Start of DATASET

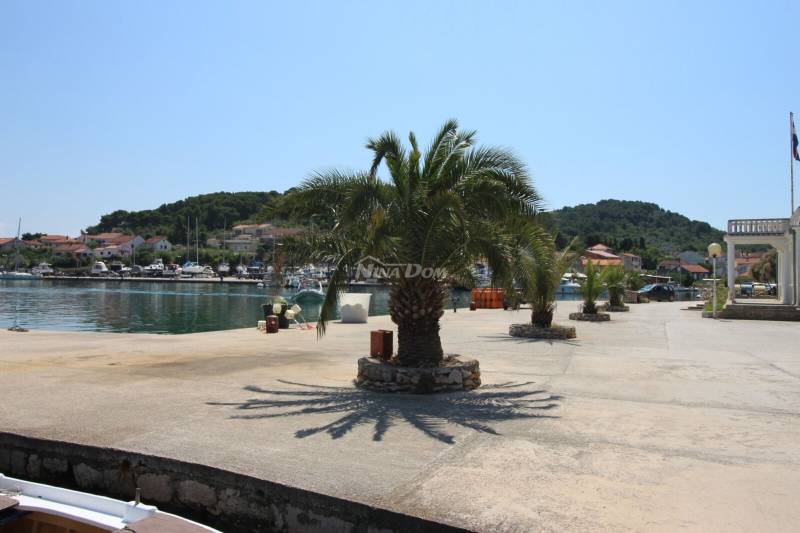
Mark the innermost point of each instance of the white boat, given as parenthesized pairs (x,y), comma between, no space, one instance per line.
(99,269)
(28,506)
(17,273)
(309,291)
(156,268)
(194,269)
(568,285)
(43,269)
(172,270)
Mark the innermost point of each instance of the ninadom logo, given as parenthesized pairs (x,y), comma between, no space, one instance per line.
(373,268)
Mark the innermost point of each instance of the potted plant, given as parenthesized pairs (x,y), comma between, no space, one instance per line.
(540,269)
(278,307)
(591,288)
(615,282)
(428,220)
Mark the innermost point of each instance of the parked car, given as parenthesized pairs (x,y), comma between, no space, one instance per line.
(658,291)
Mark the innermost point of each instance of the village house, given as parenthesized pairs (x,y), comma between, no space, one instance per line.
(258,231)
(75,249)
(696,272)
(51,241)
(247,237)
(631,262)
(603,256)
(691,257)
(667,267)
(125,243)
(7,243)
(107,252)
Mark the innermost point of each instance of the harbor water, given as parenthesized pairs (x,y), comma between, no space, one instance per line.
(160,307)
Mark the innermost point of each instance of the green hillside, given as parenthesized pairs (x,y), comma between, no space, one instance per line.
(211,211)
(639,227)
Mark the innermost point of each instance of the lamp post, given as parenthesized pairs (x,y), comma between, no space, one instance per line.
(714,251)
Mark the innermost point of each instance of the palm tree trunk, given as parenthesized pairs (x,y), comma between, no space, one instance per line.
(416,305)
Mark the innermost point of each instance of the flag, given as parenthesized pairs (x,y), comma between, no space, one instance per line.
(794,142)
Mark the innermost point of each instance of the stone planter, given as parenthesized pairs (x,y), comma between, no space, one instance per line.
(585,317)
(530,331)
(456,373)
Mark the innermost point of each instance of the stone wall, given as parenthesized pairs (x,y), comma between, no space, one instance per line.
(534,332)
(590,317)
(226,500)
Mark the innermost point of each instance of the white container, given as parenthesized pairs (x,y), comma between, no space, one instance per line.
(354,307)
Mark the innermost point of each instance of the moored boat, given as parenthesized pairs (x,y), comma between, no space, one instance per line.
(27,506)
(309,291)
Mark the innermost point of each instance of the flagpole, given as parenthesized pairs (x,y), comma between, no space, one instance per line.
(791,161)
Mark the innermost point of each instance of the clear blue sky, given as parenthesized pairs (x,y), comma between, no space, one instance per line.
(127,105)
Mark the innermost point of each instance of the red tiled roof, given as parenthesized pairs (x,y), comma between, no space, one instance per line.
(600,254)
(70,248)
(54,238)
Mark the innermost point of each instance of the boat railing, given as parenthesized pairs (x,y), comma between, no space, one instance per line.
(758,226)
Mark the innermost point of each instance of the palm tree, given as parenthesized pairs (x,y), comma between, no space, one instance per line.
(439,211)
(614,278)
(591,287)
(542,267)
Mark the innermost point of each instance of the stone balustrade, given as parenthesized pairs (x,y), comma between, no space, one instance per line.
(758,226)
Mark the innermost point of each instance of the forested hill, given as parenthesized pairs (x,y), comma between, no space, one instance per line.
(633,226)
(211,211)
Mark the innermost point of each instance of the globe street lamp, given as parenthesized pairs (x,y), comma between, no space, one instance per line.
(714,251)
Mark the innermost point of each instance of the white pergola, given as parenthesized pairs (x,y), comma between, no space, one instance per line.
(781,234)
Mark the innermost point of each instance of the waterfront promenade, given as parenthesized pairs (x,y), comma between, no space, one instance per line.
(656,421)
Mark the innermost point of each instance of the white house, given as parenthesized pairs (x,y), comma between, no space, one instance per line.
(691,257)
(783,234)
(158,244)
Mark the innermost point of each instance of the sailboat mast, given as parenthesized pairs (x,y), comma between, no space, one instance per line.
(16,246)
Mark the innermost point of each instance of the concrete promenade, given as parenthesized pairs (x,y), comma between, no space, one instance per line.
(656,421)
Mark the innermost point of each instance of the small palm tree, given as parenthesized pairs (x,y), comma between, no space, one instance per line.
(540,272)
(614,278)
(439,211)
(591,288)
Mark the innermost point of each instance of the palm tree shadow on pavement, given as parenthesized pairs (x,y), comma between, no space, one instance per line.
(428,413)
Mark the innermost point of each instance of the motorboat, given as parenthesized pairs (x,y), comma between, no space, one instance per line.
(194,269)
(172,271)
(156,268)
(309,290)
(17,274)
(43,269)
(99,268)
(29,506)
(568,285)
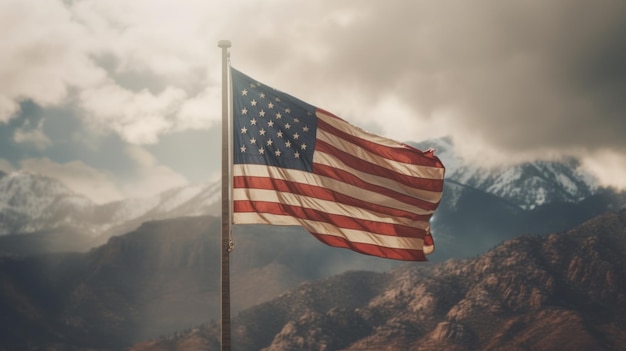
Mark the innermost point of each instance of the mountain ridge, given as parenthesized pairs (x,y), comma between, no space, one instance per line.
(561,291)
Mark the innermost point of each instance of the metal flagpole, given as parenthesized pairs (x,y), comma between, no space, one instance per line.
(226,218)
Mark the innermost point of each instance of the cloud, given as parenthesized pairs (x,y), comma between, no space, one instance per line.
(150,177)
(43,53)
(79,177)
(5,166)
(32,136)
(608,167)
(510,81)
(520,76)
(137,117)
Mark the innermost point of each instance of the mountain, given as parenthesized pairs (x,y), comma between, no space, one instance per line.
(564,291)
(480,207)
(35,203)
(526,185)
(160,278)
(30,203)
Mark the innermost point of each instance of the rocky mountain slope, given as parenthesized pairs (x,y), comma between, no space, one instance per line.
(564,291)
(36,203)
(155,280)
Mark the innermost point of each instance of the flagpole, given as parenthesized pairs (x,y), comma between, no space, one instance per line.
(226,217)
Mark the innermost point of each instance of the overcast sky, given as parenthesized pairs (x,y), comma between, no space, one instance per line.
(121,98)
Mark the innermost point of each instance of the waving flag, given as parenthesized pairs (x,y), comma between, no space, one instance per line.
(296,164)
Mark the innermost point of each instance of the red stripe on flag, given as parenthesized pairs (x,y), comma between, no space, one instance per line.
(369,249)
(322,193)
(337,220)
(377,170)
(404,153)
(350,178)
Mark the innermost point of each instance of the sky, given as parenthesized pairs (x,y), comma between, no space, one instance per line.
(121,98)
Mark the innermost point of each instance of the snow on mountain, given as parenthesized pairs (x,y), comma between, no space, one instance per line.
(526,185)
(32,202)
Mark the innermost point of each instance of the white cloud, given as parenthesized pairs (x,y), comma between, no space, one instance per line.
(43,53)
(608,166)
(32,136)
(137,117)
(5,166)
(151,178)
(201,111)
(79,177)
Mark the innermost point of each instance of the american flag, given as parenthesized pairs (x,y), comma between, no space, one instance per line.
(296,164)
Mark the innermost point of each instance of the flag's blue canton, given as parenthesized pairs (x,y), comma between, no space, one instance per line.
(271,127)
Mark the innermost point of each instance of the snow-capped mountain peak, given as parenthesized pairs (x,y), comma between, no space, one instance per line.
(526,185)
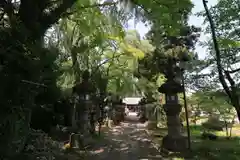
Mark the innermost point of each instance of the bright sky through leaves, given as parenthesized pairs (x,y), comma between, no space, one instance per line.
(193,20)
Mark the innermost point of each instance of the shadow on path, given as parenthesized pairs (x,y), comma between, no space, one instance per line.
(129,141)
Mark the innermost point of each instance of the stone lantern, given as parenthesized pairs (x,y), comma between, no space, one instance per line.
(83,106)
(174,141)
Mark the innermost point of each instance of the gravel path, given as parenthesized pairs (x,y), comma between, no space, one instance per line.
(129,141)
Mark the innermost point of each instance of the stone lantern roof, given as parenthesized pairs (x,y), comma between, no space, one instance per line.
(171,87)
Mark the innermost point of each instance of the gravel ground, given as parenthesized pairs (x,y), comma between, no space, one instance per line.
(129,141)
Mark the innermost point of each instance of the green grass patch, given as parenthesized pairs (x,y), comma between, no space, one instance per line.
(219,149)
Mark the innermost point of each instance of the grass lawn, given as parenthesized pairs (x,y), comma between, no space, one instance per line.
(220,149)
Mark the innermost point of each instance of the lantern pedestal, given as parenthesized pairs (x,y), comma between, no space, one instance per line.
(174,141)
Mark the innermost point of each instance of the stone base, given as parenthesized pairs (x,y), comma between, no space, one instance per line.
(175,144)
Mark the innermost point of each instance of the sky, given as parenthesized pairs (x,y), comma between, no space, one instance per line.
(193,20)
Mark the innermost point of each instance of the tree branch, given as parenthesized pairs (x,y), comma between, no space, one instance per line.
(232,71)
(217,50)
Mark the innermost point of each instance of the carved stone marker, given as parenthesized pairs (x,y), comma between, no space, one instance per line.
(174,141)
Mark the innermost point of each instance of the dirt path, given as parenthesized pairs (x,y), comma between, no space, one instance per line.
(128,141)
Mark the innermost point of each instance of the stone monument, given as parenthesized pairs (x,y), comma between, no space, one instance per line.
(174,141)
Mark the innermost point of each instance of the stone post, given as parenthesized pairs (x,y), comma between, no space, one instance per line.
(174,141)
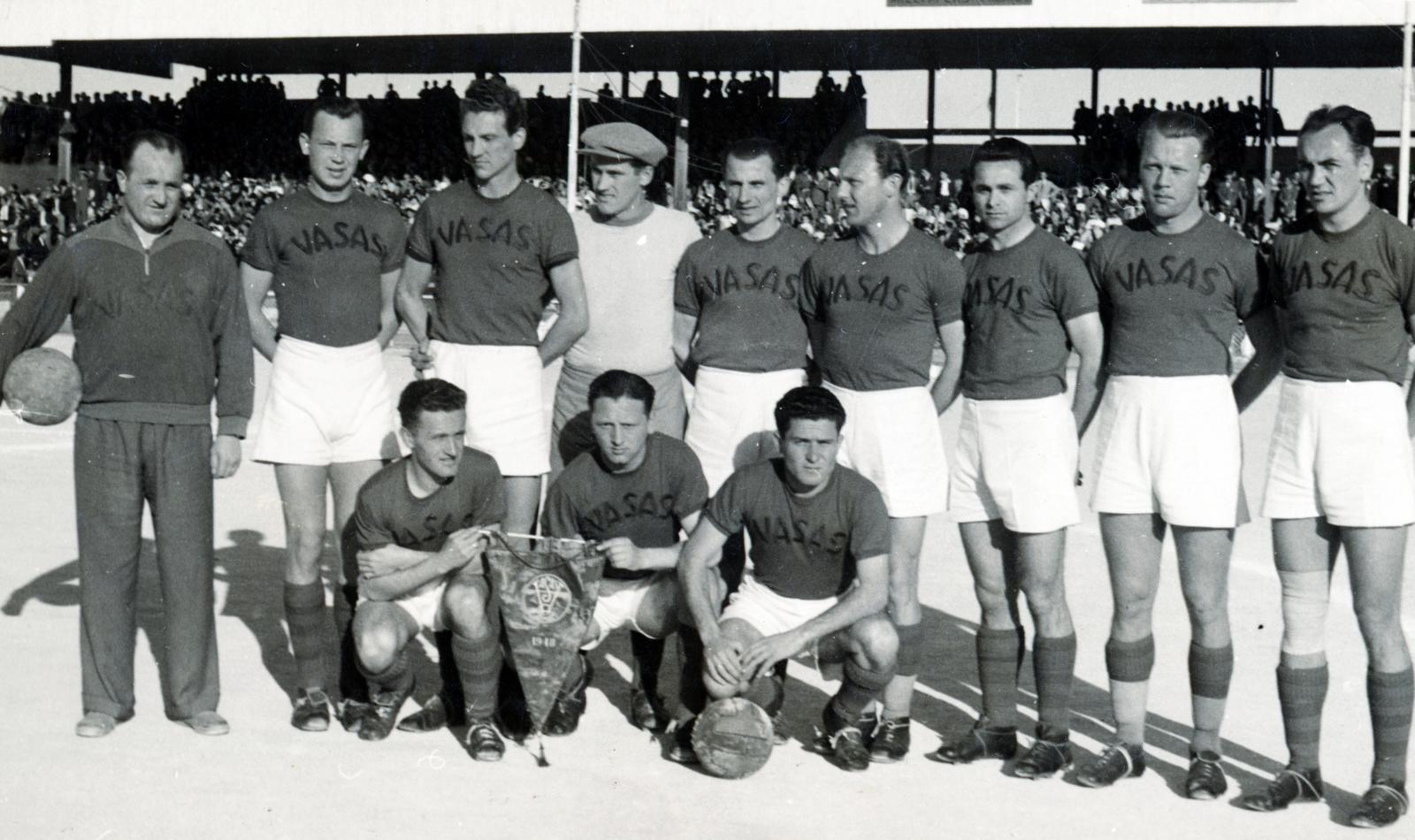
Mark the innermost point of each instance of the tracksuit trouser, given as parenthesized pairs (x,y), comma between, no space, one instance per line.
(119,465)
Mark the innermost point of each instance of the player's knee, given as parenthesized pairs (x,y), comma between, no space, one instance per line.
(876,642)
(377,645)
(1046,599)
(466,610)
(1134,608)
(1207,610)
(995,599)
(1380,621)
(308,543)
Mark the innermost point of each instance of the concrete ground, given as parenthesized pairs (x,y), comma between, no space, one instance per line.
(155,780)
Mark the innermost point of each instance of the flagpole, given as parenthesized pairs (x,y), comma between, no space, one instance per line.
(572,179)
(1404,184)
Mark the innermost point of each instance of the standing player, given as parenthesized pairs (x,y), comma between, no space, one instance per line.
(1339,476)
(630,252)
(157,332)
(879,300)
(633,493)
(738,320)
(820,577)
(495,247)
(1174,287)
(1012,490)
(333,256)
(421,563)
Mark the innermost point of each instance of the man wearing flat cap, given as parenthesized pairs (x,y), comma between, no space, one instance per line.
(629,257)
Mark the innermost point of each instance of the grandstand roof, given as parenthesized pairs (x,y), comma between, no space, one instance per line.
(532,35)
(799,50)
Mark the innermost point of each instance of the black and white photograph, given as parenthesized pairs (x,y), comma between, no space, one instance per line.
(613,419)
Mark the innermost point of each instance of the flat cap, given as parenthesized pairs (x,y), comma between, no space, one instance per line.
(623,141)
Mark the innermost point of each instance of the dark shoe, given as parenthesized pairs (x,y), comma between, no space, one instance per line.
(647,710)
(1118,761)
(681,750)
(570,705)
(1291,785)
(485,743)
(1044,760)
(311,710)
(96,724)
(842,740)
(1206,778)
(381,714)
(207,723)
(351,714)
(891,741)
(429,719)
(980,743)
(1384,804)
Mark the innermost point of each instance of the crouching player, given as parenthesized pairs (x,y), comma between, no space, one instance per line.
(820,576)
(633,493)
(417,528)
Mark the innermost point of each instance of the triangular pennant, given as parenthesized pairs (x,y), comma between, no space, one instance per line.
(547,589)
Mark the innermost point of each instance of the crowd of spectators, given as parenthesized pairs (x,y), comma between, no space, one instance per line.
(35,221)
(417,150)
(245,123)
(1110,134)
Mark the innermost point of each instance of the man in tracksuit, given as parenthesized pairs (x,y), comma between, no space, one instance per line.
(159,330)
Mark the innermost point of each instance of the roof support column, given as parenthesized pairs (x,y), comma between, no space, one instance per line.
(681,143)
(65,80)
(929,141)
(1268,141)
(992,105)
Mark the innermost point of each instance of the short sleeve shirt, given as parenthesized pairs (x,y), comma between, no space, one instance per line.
(327,261)
(1015,309)
(876,316)
(803,547)
(389,514)
(629,276)
(1172,302)
(647,505)
(1348,299)
(492,261)
(746,299)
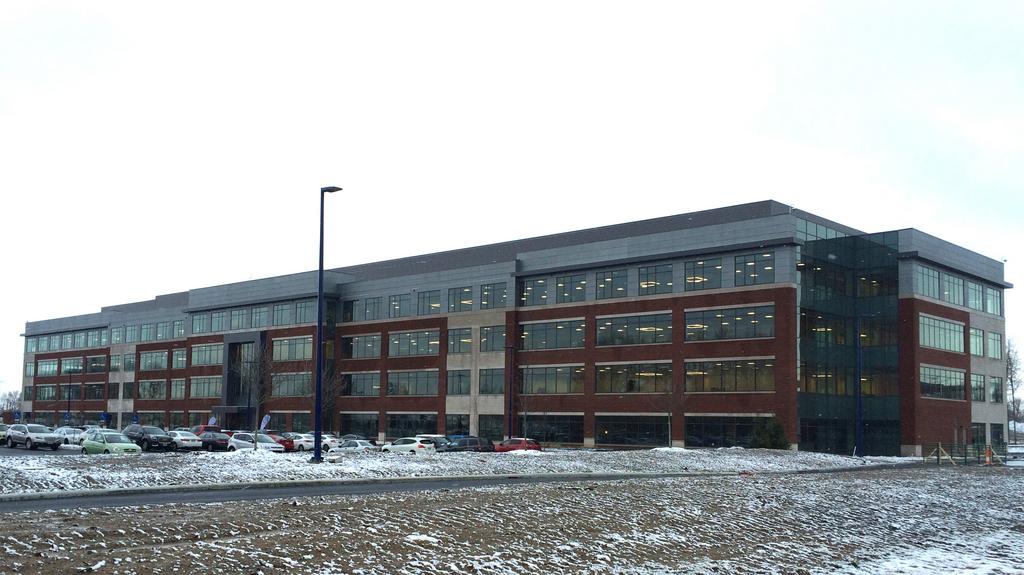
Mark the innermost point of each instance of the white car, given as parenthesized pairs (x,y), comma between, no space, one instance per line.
(354,446)
(70,435)
(410,445)
(185,440)
(242,441)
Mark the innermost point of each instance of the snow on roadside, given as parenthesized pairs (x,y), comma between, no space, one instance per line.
(45,473)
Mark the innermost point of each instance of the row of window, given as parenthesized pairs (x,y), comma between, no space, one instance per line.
(752,269)
(948,384)
(954,290)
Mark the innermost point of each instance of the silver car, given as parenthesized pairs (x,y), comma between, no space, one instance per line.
(33,436)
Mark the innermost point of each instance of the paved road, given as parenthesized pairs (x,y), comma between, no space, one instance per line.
(256,493)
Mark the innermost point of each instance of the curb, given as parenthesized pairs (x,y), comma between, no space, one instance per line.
(124,491)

End of DATASET

AIM: Write out exactly, and nothing more than, the lines of the entries above from the line containing "Mark the innermost point of each instance of the man in" through the final line; omit any pictures.

RESPONSE TO THE TASK:
Mark the innermost point of each instance of the man in tracksuit, given as parenthesized pairs (x,y), comma between, no space, one instance per line.
(159,330)
Mark the innermost point of each instance of the roof support column, given as parenthesized pairs (x,y), comma between, no space, one instance per line.
(681,143)
(65,80)
(929,141)
(1268,141)
(992,105)
Mark the innermost point of each instance of the short sleeve shirt, given as parenthesized pairs (x,y), comma between, no space, one instance per line.
(327,261)
(1015,309)
(876,316)
(803,547)
(389,514)
(629,276)
(1172,302)
(647,505)
(1348,299)
(492,261)
(746,299)
Mark the innermost point of each instance of the white car, given as parenthesized pairs (x,y), comma between, no space, one instance per line.
(354,446)
(70,435)
(410,445)
(185,440)
(242,441)
Mark the innermost point of each instance of the snow on roadside, given as parenthesized pairs (x,y), comma between, no space, one instance per line.
(45,473)
Mark the innermost point of each instance of the row of window, given as parenthesized pairs (x,y), comma between, no space, one instance per line.
(752,269)
(948,384)
(954,290)
Mark the innermost point of each instance of the silver car, given as parenthesized pairs (x,y), comma between, no space, one instance per line.
(33,436)
Mark the innermost point of each instance of the paved road, given as parenthesized pairs (x,y), comma between, no space, one instance per line.
(256,493)
Mark the innermost point of each instance of the curb, given as parenthesized pairs (x,y), comma between, no space, one instance per line.
(124,491)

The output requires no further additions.